TEXT PROVIDED »
The FIFA World Cup is the premier international football tournament, held every four years and featuring teams from around the globe. It is a celebration of the sport, bringing together fans and players in a thrilling competition for the prestigious title. Each World Cup tournament offers a wealth of data on matches, players, and events, providing a rich resource for analysis and visualization.

In this notebook, we focus on the 2018 FIFA World Cup, hosted by Russia. Using `hvPlot` and `Panel`, we will create dynamic and interactive visualizations to explore the extensive dataset from this tournament. These tools enable us to investigate the statistics and uncover insights about player performances and more. 

The dataset used for this analysis is sourced from [Pappalardo, Luca; Massucco, Emanuele (2019)](https://doi.org/10.6084/m9.figshare.c.4415000.v5) Soccer match event dataset, figshare collection.

ENTRIES SHOWN »

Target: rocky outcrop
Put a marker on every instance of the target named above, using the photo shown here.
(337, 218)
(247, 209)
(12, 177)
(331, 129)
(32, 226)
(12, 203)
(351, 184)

YOUR TASKS »
1. Translate into Spanish this sentence from the World Cup text: "It is a celebration of the sport, bringing together fans and players in a thrilling competition for the prestigious title."
2. Reproduce the part of the World Cup text that begins at the words "In this notebook, we" and stops after the words "dataset, figshare collection.".

RESPONSES TO THE TASKS »
1. Es una celebración del deporte que reúne a aficionados y jugadores en una emocionante competición por el prestigioso título.

2.
In this notebook, we focus on the 2018 FIFA World Cup, hosted by Russia. Using `hvPlot` and `Panel`, we will create dynamic and interactive visualizations to explore the extensive dataset from this tournament. These tools enable us to investigate the statistics and uncover insights about player performances and more. 

The dataset used for this analysis is sourced from [Pappalardo, Luca; Massucco, Emanuele (2019)](https://doi.org/10.6084/m9.figshare.c.4415000.v5) Soccer match event dataset, figshare collection.